Pointing dataset records:

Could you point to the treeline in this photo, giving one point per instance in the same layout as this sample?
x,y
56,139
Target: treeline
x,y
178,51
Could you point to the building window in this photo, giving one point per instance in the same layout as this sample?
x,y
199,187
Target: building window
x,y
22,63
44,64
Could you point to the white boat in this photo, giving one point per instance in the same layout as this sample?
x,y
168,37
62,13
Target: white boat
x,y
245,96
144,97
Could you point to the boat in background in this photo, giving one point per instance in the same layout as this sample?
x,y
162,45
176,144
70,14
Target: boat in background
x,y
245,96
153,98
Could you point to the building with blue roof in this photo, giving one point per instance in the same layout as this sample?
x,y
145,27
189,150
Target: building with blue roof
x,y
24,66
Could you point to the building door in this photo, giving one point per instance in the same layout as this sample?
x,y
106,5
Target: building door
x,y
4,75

> _Exercise prompt_:
Reproduce every line of the material above verbatim, in its original order and without alteration.

> _Worked solution_:
Could you point to the treeline in this photo, giving one point per instance in the same layout as this sample?
x,y
56,139
Target: treeline
x,y
178,51
Could you point to the building window in this photo, giving one point per instance in the same layout as this sample?
x,y
199,187
Target: building window
x,y
22,63
44,64
Could you point to the white boat in this photo, giving one point per instance in the same layout as this sample?
x,y
168,37
62,13
Target: white boat
x,y
245,96
144,97
Could you point to the boat in background in this photo, giving one point per instance in the same layout as this sample?
x,y
162,45
176,144
70,14
Target: boat in background
x,y
245,96
153,98
Could you point to the building with blue roof in this photo, giving one point per instance in the same layout as this sample?
x,y
145,27
189,150
Target: building with blue roof
x,y
24,66
Could you point to the building door in this photo, giving one point per instance in the same layout as this sample?
x,y
106,5
Target: building door
x,y
4,75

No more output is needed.